#### About this exercise
A single figure is wanted: the count of lines below containing the string "instance".

====== Data for the task

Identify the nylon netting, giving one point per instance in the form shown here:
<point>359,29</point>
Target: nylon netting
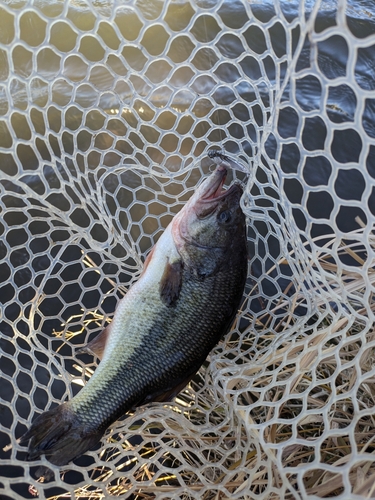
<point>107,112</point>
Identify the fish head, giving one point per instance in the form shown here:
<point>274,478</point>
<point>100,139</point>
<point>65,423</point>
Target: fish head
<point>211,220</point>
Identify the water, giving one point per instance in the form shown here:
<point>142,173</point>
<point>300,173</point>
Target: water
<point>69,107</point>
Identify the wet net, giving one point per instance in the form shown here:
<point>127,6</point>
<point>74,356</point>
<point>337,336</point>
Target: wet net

============
====== Data for the task

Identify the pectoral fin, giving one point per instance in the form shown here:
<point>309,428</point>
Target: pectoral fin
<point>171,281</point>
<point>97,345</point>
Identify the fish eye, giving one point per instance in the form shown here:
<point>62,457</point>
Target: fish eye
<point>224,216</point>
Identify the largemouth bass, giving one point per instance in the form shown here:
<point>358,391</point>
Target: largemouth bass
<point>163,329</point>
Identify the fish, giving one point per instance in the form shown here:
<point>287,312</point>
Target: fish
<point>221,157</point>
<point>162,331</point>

============

#### Your response
8